Task statement: Could you copy all of the material below word for word, leaving the pictures out?
:::::
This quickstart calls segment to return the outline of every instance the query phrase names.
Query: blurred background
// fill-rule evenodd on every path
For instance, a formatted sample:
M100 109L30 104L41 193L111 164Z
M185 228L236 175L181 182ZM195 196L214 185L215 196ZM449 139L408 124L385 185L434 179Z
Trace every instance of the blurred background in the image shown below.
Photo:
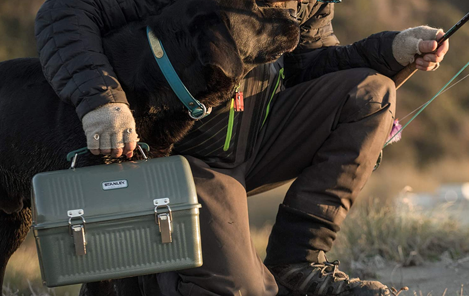
M34 21L43 2L0 0L0 61L37 56ZM422 24L447 30L468 12L468 0L344 0L336 6L333 24L346 44L378 32ZM437 71L417 73L399 90L398 118L429 100L469 61L468 45L469 25L451 38ZM439 97L400 142L385 149L381 167L328 255L351 275L378 279L398 290L408 286L406 295L469 295L462 287L469 285L468 81ZM250 198L251 232L261 257L287 188ZM9 263L2 294L71 296L78 289L41 286L30 236Z

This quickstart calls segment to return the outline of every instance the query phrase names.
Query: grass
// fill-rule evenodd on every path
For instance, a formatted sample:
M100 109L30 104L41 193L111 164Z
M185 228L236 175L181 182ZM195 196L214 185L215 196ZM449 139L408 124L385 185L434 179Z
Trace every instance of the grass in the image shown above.
M376 276L375 270L384 266L419 265L439 260L442 255L457 260L469 255L469 229L453 219L454 205L424 210L405 198L397 199L391 202L372 198L353 207L333 250L328 253L329 260L340 259L341 269L352 277L370 278ZM262 258L271 229L269 224L251 227L253 241ZM12 258L5 283L2 292L6 296L73 296L79 289L79 285L55 289L42 286L31 237ZM454 295L445 296L450 295Z
M342 225L332 250L328 253L328 259L329 261L340 259L341 269L352 277L388 281L387 284L393 285L398 290L403 283L413 285L413 289L417 287L429 290L423 293L419 289L412 290L403 292L401 296L436 296L441 295L445 287L451 293L444 293L445 296L463 295L462 290L459 291L461 284L469 283L467 282L469 229L467 224L455 217L459 210L468 212L468 203L464 201L459 204L447 203L424 210L406 198L398 198L392 202L370 199L353 207ZM271 225L266 224L251 229L254 245L263 258L271 229ZM401 267L408 266L414 267L404 269L418 269L421 273L417 277L418 281L405 277L408 275L402 278ZM453 266L461 268L456 271L448 269ZM446 275L434 280L433 275L427 273L427 269L430 268ZM377 271L387 268L392 269L391 276L380 278L383 273ZM409 272L404 273L408 275ZM452 278L452 272L462 274L461 281L457 282ZM392 282L393 278L398 281L400 277L399 283ZM433 279L425 283L427 278ZM434 289L435 285L430 285L435 284L430 282L432 280L437 282L441 290L430 291Z

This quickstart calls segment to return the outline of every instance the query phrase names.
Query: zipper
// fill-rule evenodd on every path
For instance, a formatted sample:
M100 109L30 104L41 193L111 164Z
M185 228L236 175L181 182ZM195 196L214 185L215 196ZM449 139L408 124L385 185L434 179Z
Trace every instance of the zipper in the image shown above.
M256 136L257 135L257 130L259 128L259 116L261 116L261 111L262 109L262 101L264 99L264 94L266 91L266 88L267 87L267 79L268 76L268 66L267 64L264 65L264 77L263 77L262 84L261 85L261 90L257 96L257 100L256 102L256 108L254 109L254 116L253 118L253 121L251 121L254 124L251 127L251 130L249 131L249 137L248 140L247 149L246 151L246 159L248 159L252 154L252 149L254 148L254 142L256 140Z
M231 105L230 106L230 116L228 116L228 129L227 130L227 137L225 140L225 146L223 151L228 151L231 143L231 137L233 134L233 122L234 121L234 99L231 99Z
M266 109L266 117L264 118L264 121L262 121L262 125L261 126L261 129L262 127L264 126L264 124L266 123L266 120L267 120L267 116L269 116L269 111L271 109L271 103L272 102L272 99L274 99L274 96L275 95L275 93L277 92L278 85L280 85L280 78L285 79L285 75L283 74L283 68L280 69L280 71L278 72L278 77L277 78L277 84L275 85L274 91L272 92L272 95L271 96L271 99L269 100L269 104L267 104L267 108Z

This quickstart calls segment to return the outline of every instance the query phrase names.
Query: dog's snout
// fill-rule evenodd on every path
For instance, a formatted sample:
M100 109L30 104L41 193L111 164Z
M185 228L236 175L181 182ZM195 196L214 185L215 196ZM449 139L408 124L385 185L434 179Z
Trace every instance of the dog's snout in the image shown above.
:::::
Answer to the problem:
This quickstart calls segment to return the outline of every instance the query phrase names.
Query: blurred background
// fill-rule evenodd on every path
For instance, a formatted sample:
M100 109L30 104L41 193L111 164Z
M185 228L236 175L181 182ZM195 196L214 185L215 196ZM449 139L408 124L385 185L434 179Z
Trace every instance of the blurred background in the image shown below.
Photo:
M34 21L43 2L0 0L0 61L37 56ZM422 24L447 30L468 12L468 0L344 0L336 6L333 24L346 44L378 32ZM437 71L417 73L399 90L398 118L429 100L469 61L468 45L469 25L451 38ZM439 97L400 142L385 149L381 167L328 255L351 275L378 279L398 290L408 286L406 295L469 295L462 287L469 285L468 81ZM250 198L251 232L261 257L287 188ZM9 263L2 294L71 296L78 289L41 286L30 236Z

This quickstart calls segment to return the outline of every instance the query phrase names.
Query: grass
// fill-rule evenodd on every path
For instance, a formatted sample:
M100 109L30 104L41 193L111 164Z
M185 228L236 175L181 182ZM195 196L214 185L215 196ZM449 139L408 124L385 185L434 179Z
Trace every instance of the grass in the image shown above.
M376 276L375 270L384 266L419 265L439 260L442 255L457 260L469 255L469 229L453 219L454 205L424 210L405 198L397 199L391 202L372 198L353 207L333 250L328 253L329 260L340 259L341 269L352 277L370 278ZM262 258L271 229L269 224L251 227L253 241ZM12 258L5 283L2 292L6 296L73 296L79 289L79 285L55 289L42 286L31 237ZM454 295L445 296L450 295Z
M342 225L332 250L328 253L328 259L329 261L340 259L341 269L352 277L388 281L387 284L393 285L398 290L403 283L413 285L413 289L417 287L429 290L423 293L419 289L412 290L403 292L401 296L436 296L441 295L445 287L451 293L444 293L445 296L463 295L462 290L459 291L461 284L469 283L467 282L469 229L467 224L455 217L459 210L468 212L468 203L464 201L459 204L447 203L424 210L406 198L398 198L392 202L370 199L353 207ZM271 225L266 224L251 229L254 245L263 258L271 229ZM401 267L408 266L414 267L404 269L418 269L421 273L417 277L418 281L405 277L408 275L402 278ZM453 266L461 268L456 271L448 269ZM446 275L434 280L433 275L427 273L427 269L430 268ZM377 271L387 268L392 269L391 276L380 278L383 273ZM409 272L404 273L408 275ZM452 278L452 272L462 274L461 281L457 282ZM392 282L393 278L398 281L400 277L399 283ZM433 279L425 283L427 278ZM434 289L435 285L430 285L435 284L430 282L432 280L437 282L441 290L430 291Z

This quickstart calls segment to return the outline of every instance the query phrase names.
Query: zipper
// fill-rule evenodd on every path
For instance, a formatted sample:
M100 109L30 104L41 193L111 164Z
M185 228L236 175L181 182ZM195 196L214 185L215 196ZM449 139L408 124L385 185L434 179Z
Trace every instance of the zipper in the image shown above.
M256 136L257 135L257 130L259 128L259 116L261 116L261 111L262 109L262 101L264 99L264 94L266 91L266 88L267 87L267 79L268 76L268 66L267 64L264 65L264 77L263 77L262 84L261 85L261 90L257 96L257 100L256 102L256 108L254 109L254 116L253 118L253 121L251 121L254 124L251 127L251 130L249 131L249 137L248 140L247 149L246 151L246 159L248 159L252 154L252 149L254 148L254 142L256 140Z
M231 105L230 106L230 116L228 116L228 129L227 130L227 137L225 140L225 146L223 151L228 151L231 143L231 137L233 134L233 122L234 121L234 99L231 99Z
M266 109L266 117L264 118L264 121L262 121L262 125L261 126L261 129L262 127L264 126L264 124L266 123L266 120L267 120L267 116L269 116L269 111L271 109L271 103L272 102L272 99L274 99L274 96L275 95L275 93L277 92L278 85L280 85L280 78L285 79L285 75L283 74L283 68L280 69L280 71L278 72L278 77L277 78L277 84L275 85L274 91L272 92L272 95L271 96L271 99L269 100L269 104L267 104L267 108Z

This quickstart calls segment to return the outline of every instance the query phrase names.
Query: dog's snout
// fill-rule evenodd on every path
For instance, a formatted sample:
M100 109L30 104L41 193L111 164Z
M185 228L236 175L181 182ZM195 196L214 185L215 196ZM449 139L408 124L385 185L434 179Z
Trace every instance of the dog's snout in the image shown above.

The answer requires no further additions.